**Set of tasks:**
**A)** In the account of shopping at A. Simon, which French porcelain company made the bowls and plates the narrator wanted to buy?
**B)** Write out the passage of the A. Simon shopping account word for word, starting with "Wednesday, October 19, 2005" and going on through "their impressive collection.".
**C)** Carry on the account of shopping at A. Simon from the end of its last paragraph.

**Excerpted text:**

***

Wednesday, October 19, 2005


The other day, I went to A. Simon, a wonderful kitchen supply store in Les Halles. It's off on a side street that angles away from the post office on the rue du Louvre, the post office that's open twenty-four hours a day, seven days a week. I wanted to buy bread knives for my partner's sisters and a variety of bowls and plates, large and small, made by the famous French porcelain company Pillivuyt. I knew A. Simon would be well stocked; I'd bought little white ramekins there on a previous visit and experienced their impressive collection.

The store was quiet when I arrived, and an older man in suit and tie stepped forward to help me. I told him what I was looking for and the sizes I needed, and he took me to the various corners of the store to choose exactly what I wanted. As he wrote up the sales ticket (by hand), I explained that I was hoping to have everything shipped back to the United States, and he looked at me somewhat askance.

"You know it's very expensive to do that, don't you? The laws have changed," he said, "so it will likely cost you more than the dishes themselves to send them back to the United States."

I assured him I was prepared for some expense, and he took me to la caisse (the checkout counter) to pay for the knives and dishes. We agreed that he would call me the next day with the exact euro amount for the shipping. It was understood that the transaction was dependent upon my final okay. I extended my hand to shake hands with him for being so helpful and learned that I had been dealing with none other than Monsieur Jacques Simon, one of the brothers who own the store together.

***

**Given information:**
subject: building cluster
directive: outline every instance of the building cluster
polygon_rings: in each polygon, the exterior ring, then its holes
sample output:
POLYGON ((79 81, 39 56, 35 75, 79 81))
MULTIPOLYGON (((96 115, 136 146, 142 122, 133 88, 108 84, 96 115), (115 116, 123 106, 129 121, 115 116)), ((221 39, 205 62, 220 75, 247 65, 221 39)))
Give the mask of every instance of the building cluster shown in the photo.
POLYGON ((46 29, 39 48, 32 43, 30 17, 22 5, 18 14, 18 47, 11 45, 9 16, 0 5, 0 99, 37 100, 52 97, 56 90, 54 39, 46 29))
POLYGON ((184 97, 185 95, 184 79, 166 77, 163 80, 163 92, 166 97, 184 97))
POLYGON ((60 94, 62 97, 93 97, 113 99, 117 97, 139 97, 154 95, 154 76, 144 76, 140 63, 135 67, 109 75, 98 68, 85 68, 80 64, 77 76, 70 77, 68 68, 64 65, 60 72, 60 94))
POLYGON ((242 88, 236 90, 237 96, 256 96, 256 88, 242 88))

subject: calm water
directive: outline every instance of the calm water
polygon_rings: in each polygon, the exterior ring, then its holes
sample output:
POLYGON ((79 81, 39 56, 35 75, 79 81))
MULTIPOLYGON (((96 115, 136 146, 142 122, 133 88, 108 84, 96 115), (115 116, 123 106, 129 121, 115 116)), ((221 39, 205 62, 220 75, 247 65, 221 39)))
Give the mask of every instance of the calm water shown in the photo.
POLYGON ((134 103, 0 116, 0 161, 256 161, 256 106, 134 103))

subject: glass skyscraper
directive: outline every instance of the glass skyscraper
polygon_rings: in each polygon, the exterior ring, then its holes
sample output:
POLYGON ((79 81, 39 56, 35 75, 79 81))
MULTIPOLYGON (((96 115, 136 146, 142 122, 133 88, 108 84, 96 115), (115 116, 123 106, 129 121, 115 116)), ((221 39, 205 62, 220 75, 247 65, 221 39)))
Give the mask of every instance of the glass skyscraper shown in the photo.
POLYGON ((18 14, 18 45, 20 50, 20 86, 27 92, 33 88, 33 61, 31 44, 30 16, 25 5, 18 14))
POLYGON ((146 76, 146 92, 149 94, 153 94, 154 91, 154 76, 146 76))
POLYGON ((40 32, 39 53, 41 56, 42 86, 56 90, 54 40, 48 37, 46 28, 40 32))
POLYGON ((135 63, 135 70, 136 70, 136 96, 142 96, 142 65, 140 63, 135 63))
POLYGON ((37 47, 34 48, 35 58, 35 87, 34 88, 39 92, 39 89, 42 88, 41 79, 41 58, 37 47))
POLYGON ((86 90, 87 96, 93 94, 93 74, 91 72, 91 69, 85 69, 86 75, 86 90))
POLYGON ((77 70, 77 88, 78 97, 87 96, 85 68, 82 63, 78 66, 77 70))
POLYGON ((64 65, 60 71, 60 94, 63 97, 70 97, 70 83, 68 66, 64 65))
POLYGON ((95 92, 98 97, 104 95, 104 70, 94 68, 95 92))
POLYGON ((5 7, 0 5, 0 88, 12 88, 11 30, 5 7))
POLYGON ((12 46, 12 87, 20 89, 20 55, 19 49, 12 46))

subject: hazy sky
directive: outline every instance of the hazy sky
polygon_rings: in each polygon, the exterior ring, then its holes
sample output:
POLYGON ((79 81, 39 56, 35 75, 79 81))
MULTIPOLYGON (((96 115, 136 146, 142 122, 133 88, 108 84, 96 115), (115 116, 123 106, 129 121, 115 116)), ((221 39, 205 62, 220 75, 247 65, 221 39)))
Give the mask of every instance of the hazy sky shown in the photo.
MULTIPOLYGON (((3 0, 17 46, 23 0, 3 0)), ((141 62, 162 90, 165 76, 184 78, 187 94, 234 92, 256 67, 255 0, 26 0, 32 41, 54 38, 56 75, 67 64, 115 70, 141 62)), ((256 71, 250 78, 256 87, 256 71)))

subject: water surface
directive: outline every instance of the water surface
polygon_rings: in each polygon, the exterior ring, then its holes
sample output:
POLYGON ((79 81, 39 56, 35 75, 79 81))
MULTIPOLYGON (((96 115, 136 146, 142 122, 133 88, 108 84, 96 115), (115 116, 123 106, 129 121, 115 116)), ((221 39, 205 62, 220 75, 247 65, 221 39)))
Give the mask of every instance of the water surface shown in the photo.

***

**Answers to the problems:**
**A)** Pillivuyt

**B)**
Wednesday, October 19, 2005


The other day, I went to A. Simon, a wonderful kitchen supply store in Les Halles. It's off on a side street that angles away from the post office on the rue du Louvre, the post office that's open twenty-four hours a day, seven days a week. I wanted to buy bread knives for my partner's sisters and a variety of bowls and plates, large and small, made by the famous French porcelain company Pillivuyt. I knew A. Simon would be well stocked; I'd bought little white ramekins there on a previous visit and experienced their impressive collection.

**C)**
The next morning at nine o'clock, which is early in France, the phone rang. It was M. Jacques calling to let me know that the total cost of expedition to the United States (including shipping, handling, and insurance) would be 309 euros (roughly $386), indeed well over the cost of the purchase itself. I asked for some time to consult with my family at home and promised to call him back the next day.

My partner and I, laughing together, decided that the price was too exorbitant, and we settled on the knives and four small salad bowls only, a compromise that I can easily carry home in my hand luggage. Experienced in French retail habits, however, I knew I was in for some negotiating. Changing your mind and returning things in France just isn't done. And, since much here is dependent upon relationship, I knew I would need to handle the situation in person.

So, I went back to A. Simon after cooking class the next day and asked for M. Jacques. He was out at lunch still, so Brigitte helped me instead. I explained my case and that I wanted to take only a selection of the original sale home with me that day and to be refunded the difference. The French get a certain stern look in their eyes when you've asked for something that they view as odd or importunate. I got that look. Brigitte took out her cell phone and made several calls while filling out, by hand, a new sales ticket for the items I did want. I followed her around the store as she verified item numbers, supply, and prices, talking on the phone about me as she went.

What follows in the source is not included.